#### [Exercise]
Turn the lines below, from the first one through the line containing "M 50 211 L 51", into a numbered list, skipping any blank lines. Leave out the pictures.

Data records
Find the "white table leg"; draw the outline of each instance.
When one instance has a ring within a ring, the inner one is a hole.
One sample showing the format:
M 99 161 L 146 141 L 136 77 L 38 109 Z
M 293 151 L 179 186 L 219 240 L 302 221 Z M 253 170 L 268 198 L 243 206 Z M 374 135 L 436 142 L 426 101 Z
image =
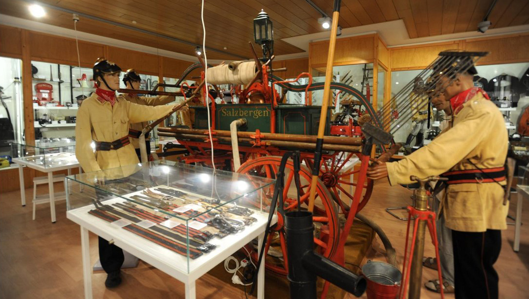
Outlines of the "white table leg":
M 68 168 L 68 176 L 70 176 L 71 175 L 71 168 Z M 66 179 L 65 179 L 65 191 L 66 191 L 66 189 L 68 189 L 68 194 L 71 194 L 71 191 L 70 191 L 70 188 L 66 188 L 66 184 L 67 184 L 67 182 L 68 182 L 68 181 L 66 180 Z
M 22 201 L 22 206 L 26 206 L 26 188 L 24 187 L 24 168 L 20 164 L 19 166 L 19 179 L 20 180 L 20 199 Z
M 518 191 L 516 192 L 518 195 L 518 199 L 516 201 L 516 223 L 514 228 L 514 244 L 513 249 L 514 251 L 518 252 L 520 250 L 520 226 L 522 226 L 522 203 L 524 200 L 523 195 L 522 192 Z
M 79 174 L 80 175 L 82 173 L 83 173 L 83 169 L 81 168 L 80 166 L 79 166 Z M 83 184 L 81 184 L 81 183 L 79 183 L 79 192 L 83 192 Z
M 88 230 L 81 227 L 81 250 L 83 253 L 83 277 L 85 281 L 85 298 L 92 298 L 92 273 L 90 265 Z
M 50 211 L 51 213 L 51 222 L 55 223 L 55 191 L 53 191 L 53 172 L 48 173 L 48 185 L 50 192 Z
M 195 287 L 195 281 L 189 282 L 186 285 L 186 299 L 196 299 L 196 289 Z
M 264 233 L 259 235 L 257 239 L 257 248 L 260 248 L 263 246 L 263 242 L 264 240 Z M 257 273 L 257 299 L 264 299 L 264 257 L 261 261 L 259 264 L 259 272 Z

#### [The solution]
1. Find the "white table leg"; draw the outline of each instance.
2. When one instance has a ring within a ring, the inner one is a hole.
3. One sample showing the format:
4. M 99 161 L 146 141 L 136 77 L 38 109 Z
5. M 293 151 L 179 186 L 219 240 L 302 221 Z M 253 170 L 268 198 L 243 206 Z M 374 135 L 436 142 L 426 101 Z
6. image =
7. Outlines of the "white table leg":
8. M 68 168 L 68 176 L 70 176 L 71 175 L 71 168 Z M 66 179 L 65 179 L 65 191 L 66 191 L 66 189 L 68 189 L 68 194 L 71 194 L 71 191 L 70 191 L 70 188 L 66 188 L 66 184 L 67 184 L 67 182 L 68 182 L 68 181 L 66 180 Z
9. M 22 201 L 22 206 L 26 206 L 26 188 L 24 187 L 24 168 L 20 164 L 19 166 L 19 179 L 20 180 L 20 199 Z
10. M 518 191 L 516 192 L 518 195 L 518 199 L 516 201 L 516 223 L 514 228 L 514 244 L 513 249 L 514 251 L 518 252 L 520 250 L 520 226 L 522 226 L 522 203 L 524 200 L 523 195 L 522 192 Z
11. M 79 174 L 80 175 L 82 173 L 83 173 L 83 169 L 81 168 L 80 166 L 79 166 Z M 83 184 L 81 184 L 81 183 L 79 183 L 79 192 L 83 192 Z
12. M 88 230 L 81 227 L 81 250 L 83 253 L 83 277 L 85 281 L 85 298 L 92 298 L 92 273 L 90 265 Z
13. M 50 211 L 51 213 L 51 222 L 55 223 L 55 191 L 53 191 L 53 172 L 48 173 L 48 185 L 50 192 Z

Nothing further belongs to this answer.